++++ Exercise materials

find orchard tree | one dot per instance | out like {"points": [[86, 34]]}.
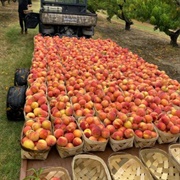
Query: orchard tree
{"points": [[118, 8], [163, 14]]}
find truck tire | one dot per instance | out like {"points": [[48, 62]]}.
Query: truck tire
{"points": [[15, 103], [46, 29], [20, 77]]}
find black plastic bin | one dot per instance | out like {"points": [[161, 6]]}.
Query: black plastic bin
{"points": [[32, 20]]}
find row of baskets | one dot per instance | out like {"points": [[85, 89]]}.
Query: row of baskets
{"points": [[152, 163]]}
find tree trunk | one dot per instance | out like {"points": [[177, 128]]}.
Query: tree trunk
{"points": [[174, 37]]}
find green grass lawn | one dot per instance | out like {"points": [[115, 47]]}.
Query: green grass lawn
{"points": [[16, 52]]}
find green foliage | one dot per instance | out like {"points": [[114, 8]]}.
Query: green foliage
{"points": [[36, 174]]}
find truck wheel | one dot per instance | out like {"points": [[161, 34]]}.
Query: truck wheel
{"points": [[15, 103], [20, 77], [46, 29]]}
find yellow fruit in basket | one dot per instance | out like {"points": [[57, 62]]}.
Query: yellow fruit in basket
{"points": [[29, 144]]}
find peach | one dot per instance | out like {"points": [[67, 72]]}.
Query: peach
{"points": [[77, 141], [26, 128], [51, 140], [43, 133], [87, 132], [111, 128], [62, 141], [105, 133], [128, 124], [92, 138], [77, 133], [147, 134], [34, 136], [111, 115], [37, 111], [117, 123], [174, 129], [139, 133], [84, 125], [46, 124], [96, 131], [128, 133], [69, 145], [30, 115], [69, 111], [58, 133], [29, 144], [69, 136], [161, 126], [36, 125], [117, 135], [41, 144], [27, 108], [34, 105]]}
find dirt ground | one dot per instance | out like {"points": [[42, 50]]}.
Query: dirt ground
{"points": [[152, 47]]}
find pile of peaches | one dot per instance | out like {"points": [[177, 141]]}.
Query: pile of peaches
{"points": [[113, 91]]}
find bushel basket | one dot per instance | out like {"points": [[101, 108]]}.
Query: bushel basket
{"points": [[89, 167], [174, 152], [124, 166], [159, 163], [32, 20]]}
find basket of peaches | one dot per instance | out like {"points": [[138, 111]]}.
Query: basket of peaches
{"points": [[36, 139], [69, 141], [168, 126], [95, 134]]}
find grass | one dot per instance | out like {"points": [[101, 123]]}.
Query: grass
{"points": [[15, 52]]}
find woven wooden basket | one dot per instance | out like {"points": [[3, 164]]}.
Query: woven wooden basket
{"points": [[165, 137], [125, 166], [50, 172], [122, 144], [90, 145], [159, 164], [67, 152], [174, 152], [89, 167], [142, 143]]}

++++++++
++++ Exercise materials

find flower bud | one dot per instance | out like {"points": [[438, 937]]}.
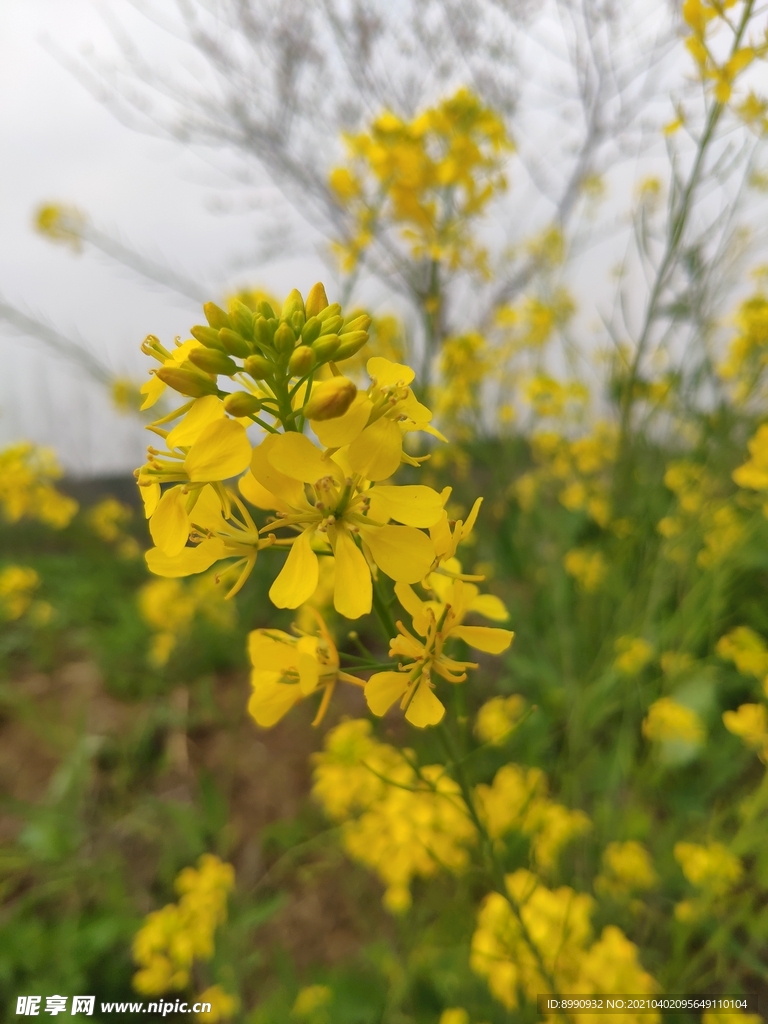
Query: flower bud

++++++++
++++ Exercise materials

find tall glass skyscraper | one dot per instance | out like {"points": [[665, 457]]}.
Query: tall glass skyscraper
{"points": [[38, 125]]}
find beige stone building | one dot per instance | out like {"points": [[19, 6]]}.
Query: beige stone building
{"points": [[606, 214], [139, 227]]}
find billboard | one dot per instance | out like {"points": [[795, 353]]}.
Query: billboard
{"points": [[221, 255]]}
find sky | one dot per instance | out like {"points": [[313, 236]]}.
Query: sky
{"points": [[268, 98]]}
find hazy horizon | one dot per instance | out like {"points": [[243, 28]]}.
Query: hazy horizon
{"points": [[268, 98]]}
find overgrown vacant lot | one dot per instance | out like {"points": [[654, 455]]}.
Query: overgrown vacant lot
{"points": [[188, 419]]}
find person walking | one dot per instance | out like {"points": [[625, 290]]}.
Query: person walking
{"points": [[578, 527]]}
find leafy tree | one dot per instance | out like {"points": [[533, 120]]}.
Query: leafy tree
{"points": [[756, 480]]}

++++++++

Work to be completed: The lines to report are those in the material above that contain the word "flower"; copy every one of them.

Answer area:
find flower bud | one dot per instance | out like {"points": [[438, 937]]}.
Query: flower bud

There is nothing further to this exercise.